### Instruction
Repeat exactly, and only, the lines from the one containing "Objective — one pin per instance of the stove" through the end of the records.

### Supplied entries
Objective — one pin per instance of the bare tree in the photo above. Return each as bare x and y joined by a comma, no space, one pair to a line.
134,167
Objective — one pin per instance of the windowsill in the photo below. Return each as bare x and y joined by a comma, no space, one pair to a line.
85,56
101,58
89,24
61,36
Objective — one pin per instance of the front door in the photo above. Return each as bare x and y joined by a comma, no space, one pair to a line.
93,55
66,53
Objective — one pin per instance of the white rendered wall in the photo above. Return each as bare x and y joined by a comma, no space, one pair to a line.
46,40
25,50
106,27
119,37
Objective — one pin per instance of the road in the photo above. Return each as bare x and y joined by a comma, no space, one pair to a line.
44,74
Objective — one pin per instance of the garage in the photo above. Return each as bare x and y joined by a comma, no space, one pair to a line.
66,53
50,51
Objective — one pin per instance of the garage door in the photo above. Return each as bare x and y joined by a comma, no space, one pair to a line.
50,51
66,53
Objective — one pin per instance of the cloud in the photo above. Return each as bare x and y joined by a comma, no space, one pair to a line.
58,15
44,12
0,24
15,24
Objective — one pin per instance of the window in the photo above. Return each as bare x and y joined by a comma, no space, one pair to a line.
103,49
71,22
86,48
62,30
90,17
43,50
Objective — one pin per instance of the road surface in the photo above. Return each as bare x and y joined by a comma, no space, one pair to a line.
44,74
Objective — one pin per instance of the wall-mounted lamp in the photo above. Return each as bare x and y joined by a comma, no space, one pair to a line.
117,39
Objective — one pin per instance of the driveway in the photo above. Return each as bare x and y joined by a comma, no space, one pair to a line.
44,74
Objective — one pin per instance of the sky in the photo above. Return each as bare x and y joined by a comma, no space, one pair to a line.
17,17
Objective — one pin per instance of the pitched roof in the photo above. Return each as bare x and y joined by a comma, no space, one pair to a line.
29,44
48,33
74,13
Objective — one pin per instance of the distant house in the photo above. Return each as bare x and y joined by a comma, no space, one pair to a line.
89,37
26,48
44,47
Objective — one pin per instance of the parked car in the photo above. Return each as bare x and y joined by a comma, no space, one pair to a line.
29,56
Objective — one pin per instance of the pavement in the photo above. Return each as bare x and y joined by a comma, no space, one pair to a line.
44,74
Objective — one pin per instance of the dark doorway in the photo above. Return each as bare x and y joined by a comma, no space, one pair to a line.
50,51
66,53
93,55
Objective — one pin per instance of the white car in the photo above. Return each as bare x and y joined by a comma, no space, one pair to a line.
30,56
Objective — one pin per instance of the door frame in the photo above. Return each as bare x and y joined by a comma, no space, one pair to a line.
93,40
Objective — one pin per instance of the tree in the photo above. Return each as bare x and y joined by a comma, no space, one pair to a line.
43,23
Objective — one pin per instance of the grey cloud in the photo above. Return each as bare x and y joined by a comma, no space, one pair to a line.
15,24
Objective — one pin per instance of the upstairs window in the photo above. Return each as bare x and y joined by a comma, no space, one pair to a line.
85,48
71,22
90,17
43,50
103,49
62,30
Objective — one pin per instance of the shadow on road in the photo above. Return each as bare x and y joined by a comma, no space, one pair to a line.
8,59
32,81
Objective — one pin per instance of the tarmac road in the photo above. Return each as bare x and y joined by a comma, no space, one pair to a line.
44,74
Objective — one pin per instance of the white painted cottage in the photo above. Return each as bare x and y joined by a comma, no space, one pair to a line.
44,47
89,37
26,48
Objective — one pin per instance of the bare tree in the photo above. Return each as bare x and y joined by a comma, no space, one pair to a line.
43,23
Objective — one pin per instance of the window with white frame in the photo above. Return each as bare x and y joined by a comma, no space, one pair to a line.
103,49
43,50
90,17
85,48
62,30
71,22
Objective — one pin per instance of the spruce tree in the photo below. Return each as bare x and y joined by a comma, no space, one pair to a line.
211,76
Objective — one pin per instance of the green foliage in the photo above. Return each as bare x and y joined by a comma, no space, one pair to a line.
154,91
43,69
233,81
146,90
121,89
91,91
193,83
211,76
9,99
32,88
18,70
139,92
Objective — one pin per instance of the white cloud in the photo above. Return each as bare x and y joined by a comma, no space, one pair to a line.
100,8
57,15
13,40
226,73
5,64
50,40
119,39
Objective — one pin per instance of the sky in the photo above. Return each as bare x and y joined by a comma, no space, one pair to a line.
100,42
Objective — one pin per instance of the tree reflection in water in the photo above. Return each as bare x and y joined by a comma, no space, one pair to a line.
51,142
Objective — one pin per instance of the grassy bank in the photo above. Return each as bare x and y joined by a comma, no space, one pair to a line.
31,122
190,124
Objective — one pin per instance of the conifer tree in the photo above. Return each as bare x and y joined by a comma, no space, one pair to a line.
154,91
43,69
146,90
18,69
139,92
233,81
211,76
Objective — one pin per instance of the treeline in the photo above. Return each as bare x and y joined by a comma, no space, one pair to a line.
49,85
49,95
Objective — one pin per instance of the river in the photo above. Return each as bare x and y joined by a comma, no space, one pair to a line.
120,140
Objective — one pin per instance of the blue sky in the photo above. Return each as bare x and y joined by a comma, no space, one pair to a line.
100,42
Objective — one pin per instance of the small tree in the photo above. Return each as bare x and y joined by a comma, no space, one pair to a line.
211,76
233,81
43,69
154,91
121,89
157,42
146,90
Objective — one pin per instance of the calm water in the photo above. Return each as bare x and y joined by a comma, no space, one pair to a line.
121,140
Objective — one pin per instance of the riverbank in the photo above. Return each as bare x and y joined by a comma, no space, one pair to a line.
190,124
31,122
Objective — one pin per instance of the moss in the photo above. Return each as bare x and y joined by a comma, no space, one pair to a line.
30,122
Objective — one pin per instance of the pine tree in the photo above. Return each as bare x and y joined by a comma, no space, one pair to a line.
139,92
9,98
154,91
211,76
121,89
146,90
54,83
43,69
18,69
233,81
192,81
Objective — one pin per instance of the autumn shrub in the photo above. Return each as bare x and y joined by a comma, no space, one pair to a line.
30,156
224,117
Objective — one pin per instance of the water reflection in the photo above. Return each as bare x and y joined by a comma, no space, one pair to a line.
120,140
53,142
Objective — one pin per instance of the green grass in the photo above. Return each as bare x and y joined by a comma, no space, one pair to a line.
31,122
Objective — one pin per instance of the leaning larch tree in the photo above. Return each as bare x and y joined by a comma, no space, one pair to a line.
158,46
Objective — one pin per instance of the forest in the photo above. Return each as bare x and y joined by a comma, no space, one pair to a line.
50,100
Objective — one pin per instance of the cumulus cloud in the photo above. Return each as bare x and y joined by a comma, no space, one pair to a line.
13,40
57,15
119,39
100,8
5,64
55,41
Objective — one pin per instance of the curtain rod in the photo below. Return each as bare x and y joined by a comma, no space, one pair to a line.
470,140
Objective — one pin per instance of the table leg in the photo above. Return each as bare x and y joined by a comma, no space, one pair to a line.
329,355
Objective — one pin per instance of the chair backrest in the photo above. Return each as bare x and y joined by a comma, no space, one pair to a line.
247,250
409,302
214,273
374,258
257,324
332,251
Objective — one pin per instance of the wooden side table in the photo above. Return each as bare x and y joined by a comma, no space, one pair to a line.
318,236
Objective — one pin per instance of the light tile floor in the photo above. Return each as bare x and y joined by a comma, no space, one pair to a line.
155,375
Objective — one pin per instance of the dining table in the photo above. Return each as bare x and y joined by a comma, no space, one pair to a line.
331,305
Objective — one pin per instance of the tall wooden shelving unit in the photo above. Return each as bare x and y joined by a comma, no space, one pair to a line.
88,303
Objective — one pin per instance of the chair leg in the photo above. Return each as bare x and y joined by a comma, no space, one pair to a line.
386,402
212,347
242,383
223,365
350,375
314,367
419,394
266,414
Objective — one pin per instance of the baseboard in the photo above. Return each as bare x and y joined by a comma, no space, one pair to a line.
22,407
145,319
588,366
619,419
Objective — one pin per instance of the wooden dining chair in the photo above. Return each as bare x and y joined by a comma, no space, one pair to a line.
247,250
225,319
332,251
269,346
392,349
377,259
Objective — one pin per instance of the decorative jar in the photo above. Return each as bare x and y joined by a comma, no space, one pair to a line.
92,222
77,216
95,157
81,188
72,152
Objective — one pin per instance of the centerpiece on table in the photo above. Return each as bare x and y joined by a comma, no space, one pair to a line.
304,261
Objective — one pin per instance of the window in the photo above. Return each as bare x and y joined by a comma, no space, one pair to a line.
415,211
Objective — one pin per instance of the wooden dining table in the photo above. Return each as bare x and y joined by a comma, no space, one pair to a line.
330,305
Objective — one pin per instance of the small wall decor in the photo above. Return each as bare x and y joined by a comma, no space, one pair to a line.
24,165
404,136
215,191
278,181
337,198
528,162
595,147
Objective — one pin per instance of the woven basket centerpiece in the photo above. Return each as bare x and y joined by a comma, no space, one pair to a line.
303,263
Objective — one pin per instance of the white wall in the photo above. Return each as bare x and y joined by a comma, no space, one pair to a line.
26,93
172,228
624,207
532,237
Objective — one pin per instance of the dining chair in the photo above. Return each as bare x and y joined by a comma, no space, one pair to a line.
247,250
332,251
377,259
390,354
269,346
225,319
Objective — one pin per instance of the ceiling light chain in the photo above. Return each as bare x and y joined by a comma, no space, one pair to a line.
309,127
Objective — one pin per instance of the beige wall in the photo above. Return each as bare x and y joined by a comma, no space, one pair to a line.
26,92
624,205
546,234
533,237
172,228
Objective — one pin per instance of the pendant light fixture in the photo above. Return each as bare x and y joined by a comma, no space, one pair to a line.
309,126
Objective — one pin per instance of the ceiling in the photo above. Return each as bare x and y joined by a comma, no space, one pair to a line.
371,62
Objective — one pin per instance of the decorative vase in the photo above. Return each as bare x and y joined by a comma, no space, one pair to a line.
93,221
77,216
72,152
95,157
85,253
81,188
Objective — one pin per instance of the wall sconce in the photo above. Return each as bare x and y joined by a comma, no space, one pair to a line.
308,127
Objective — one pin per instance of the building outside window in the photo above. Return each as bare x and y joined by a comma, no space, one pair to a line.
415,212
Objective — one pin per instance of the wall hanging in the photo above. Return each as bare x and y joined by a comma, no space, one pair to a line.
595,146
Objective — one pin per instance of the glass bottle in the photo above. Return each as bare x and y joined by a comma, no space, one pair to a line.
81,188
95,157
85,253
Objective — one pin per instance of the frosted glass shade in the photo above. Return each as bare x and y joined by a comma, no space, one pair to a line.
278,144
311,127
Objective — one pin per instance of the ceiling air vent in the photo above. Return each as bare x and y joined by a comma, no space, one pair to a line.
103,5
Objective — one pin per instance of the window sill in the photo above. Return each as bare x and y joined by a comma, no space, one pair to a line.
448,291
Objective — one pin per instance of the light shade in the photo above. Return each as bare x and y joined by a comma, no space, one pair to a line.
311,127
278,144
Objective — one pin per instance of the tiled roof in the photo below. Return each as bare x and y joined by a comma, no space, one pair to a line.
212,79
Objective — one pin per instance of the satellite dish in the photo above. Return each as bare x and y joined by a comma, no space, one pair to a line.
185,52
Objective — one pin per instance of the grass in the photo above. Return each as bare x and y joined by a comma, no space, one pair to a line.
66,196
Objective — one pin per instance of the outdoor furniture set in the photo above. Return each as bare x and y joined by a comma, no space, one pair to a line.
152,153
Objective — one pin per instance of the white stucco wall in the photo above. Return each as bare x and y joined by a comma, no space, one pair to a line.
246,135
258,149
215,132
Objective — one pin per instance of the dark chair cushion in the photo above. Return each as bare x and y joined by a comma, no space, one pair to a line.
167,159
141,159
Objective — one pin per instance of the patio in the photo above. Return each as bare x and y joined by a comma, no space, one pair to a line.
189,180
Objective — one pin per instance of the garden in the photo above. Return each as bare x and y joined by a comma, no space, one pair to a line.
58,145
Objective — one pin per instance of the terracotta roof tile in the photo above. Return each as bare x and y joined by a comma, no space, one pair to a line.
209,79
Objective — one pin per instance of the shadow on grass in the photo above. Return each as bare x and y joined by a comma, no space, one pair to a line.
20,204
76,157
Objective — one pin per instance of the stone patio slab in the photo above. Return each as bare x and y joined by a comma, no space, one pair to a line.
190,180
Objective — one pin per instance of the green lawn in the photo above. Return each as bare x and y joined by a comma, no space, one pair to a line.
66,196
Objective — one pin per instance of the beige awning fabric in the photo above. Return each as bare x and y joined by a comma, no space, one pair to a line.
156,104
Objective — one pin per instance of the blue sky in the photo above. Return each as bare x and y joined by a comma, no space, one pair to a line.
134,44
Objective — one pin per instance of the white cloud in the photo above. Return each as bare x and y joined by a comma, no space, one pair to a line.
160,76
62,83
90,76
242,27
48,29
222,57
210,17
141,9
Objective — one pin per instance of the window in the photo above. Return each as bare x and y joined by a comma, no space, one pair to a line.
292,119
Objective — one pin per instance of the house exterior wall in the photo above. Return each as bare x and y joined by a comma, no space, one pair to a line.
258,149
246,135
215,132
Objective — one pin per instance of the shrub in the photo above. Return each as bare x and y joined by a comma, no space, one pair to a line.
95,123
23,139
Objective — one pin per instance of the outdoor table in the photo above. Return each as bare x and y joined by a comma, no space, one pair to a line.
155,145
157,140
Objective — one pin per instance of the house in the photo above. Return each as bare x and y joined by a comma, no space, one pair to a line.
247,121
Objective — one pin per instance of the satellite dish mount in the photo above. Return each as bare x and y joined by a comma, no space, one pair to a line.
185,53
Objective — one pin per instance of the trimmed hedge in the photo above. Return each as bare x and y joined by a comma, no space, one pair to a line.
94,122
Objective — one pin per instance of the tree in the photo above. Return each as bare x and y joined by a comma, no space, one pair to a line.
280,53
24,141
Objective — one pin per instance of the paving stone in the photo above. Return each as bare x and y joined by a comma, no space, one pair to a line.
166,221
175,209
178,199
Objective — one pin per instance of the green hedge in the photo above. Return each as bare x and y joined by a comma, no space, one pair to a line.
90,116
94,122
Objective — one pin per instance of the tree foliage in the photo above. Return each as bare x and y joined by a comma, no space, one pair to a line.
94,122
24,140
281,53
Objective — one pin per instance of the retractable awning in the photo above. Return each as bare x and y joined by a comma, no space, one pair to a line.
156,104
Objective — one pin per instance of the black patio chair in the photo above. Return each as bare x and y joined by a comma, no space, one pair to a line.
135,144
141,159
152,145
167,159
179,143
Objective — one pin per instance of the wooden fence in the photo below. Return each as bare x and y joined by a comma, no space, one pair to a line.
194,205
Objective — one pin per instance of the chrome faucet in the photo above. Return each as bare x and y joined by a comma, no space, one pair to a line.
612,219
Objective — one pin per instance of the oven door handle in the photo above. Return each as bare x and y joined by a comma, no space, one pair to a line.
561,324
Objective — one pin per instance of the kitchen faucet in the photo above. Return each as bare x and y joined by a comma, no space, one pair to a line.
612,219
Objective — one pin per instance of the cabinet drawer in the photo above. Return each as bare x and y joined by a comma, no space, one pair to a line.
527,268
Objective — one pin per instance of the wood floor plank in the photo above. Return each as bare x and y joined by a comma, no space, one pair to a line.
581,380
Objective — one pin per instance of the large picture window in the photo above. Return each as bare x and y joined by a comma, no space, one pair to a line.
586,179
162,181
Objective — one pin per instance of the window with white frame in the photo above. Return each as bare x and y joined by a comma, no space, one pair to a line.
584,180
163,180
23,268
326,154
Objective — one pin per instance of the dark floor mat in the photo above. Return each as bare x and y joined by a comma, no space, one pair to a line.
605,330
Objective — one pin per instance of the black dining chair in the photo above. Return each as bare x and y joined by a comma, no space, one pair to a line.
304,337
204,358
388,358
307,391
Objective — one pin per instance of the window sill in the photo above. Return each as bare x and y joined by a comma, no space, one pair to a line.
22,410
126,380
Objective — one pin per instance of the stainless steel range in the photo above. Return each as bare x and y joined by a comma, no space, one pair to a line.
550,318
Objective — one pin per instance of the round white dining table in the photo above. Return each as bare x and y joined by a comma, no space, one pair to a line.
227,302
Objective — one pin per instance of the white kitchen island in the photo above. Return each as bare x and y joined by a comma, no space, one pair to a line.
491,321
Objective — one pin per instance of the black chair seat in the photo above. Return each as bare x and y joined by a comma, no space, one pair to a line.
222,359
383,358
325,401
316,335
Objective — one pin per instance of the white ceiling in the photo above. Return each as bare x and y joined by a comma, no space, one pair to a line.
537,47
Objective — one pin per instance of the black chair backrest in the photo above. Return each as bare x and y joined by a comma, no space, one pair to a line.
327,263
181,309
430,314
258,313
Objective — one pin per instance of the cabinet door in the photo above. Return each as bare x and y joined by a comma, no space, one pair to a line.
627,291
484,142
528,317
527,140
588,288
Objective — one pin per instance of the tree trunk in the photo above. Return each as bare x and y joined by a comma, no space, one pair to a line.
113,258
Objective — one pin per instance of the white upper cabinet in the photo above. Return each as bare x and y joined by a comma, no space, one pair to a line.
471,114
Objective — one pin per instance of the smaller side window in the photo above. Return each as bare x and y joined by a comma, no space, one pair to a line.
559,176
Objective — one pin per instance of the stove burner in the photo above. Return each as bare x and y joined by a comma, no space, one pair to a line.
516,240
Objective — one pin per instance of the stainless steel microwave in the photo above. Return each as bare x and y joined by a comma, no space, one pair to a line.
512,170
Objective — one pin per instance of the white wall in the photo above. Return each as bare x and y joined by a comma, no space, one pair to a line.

### Complete output
Objective — one pin per instance of the stove burner in the photo above. Return each as bare x and y joined by a comma, no space, one pair to a line.
516,240
Objective — one pin per instance of the stainless steel microwave in the photo above. Return each as bare x and y joined by a comma, no space, one pair to a line.
512,170
Objective — one pin per instance of the white wall in the photo above. Return each as bare x and y joined by a comma, no space, one pair to a line.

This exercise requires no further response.